## Exercise details
Answer these questions from the excerpt on the Texas border bill dispute:
(a) Which bill has the Senate yet to debate and pass?
(b) Who authored that bill?
(c) According to Democrats and immigration attorneys, what would the bill lead to?

── Selected excerpt ──

On Thursday, Patrick blasted Phelan in a thread on X, formerly Twitter, for not just the all-but-certain death of a bill establishing education savings accounts for Texas families – but also for what Patrick called a “Texas-sized catch-and-release” bill.
Hours later, Phelan rebutted Patrick’s argument, saying the lieutenant governor was deflecting from the Senate’s “impotent response” to the “growing crisis at our border — a crisis demanding decisive action, not the ineffective strategies being peddled by the Senate.”
The Senate has yet to debate and pass House Bill 4, a controversial proposal that would allow for state and local police to start arresting undocumented migrants — which critics argue is a direct challenge to the federal government’s powers.
The latest disagreement means the third special session of 2023 will likely end with only one of three border security proposals reaching Abbott’s desk — likely guaranteeing a fourth special session.
The bill, authored by GOP Rep. David Spiller of Jacksboro, passed the House last week after a heated marathon floor session. It passed a Senate panel on Wednesday, but the Senate version did not include a portion of the legislation allowing state and local police to order unauthorized migrants to return to the country from which they entered.
Spiller disagrees with the removal of that provision. In a statement released Thursday afternoon, he did not attack Patrick for how he characterized his bill. He said Abbott amended the special session call to include his proposal.
“This landmark border security legislation has been carefully crafted and designed with the Office of the Governor and, when passed, it will be the strongest in our nation,” Spiller said.
Democrats and immigration attorneys argue the proposal is unconstitutional as the federal government enforces immigration laws. They say the bill would lead to discrimination against Hispanic Texans.

───
── Rows ──

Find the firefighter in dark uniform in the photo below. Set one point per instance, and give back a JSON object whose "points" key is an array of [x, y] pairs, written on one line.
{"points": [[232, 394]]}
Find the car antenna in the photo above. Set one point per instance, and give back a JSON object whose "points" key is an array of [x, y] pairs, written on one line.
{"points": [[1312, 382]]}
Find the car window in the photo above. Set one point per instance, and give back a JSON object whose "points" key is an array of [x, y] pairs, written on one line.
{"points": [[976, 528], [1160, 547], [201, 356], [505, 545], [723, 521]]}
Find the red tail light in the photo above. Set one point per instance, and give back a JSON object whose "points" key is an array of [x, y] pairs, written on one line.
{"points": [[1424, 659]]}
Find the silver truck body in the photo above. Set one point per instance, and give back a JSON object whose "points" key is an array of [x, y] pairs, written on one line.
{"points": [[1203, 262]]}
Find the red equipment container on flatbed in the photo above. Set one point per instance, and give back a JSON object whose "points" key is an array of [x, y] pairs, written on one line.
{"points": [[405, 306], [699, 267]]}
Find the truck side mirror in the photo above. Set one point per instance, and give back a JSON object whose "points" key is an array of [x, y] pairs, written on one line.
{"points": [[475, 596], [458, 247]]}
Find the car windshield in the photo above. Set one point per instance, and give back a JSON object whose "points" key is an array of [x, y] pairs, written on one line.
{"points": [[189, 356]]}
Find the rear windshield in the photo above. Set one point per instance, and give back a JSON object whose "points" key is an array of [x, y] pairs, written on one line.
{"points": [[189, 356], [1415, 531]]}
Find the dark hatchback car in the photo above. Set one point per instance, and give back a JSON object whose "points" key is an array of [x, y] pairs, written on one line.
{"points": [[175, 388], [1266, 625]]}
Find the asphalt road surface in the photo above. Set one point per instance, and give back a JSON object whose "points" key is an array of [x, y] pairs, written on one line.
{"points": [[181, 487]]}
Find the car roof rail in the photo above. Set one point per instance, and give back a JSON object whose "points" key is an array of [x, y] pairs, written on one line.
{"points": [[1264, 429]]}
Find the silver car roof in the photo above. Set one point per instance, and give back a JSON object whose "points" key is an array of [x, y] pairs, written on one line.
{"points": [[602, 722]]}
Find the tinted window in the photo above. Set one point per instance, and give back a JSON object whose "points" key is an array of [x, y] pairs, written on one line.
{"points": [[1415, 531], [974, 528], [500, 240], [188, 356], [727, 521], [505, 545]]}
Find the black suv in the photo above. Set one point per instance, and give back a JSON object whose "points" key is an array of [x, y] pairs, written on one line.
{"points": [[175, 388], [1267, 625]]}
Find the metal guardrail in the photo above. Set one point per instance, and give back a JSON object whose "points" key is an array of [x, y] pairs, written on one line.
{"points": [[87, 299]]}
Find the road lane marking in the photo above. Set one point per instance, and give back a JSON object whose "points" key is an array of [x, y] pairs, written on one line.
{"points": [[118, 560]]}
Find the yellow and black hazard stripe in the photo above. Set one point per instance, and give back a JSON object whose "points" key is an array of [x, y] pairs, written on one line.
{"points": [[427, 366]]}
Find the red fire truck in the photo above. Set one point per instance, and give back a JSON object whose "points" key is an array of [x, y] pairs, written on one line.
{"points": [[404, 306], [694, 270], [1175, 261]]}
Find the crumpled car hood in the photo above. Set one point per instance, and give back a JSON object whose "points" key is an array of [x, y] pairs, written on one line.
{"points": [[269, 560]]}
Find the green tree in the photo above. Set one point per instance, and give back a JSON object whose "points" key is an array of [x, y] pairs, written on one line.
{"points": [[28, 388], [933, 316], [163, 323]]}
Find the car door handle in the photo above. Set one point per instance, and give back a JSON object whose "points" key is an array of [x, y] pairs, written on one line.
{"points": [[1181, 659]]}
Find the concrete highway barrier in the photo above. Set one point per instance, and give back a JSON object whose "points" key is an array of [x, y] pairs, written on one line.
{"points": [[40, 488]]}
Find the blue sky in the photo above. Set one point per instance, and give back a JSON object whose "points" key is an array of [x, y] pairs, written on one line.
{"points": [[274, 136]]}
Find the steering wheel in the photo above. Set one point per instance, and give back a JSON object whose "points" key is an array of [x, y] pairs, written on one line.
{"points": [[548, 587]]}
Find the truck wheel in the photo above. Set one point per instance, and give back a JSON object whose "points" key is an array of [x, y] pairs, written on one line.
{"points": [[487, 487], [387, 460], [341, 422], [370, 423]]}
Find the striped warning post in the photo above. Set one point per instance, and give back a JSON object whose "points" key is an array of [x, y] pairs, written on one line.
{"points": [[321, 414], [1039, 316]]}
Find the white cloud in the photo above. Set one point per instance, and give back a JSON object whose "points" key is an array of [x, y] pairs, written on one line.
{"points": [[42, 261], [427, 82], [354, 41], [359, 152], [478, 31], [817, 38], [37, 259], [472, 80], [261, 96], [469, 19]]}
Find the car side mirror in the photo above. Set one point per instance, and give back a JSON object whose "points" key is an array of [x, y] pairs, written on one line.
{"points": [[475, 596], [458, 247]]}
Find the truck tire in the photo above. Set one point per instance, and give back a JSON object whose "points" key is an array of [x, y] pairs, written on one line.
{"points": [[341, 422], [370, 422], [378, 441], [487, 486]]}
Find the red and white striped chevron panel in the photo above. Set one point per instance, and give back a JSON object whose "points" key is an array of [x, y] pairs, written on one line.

───

## The answer
(a) House Bill 4
(b) GOP Rep. David Spiller of Jacksboro
(c) Discrimination against Hispanic Texans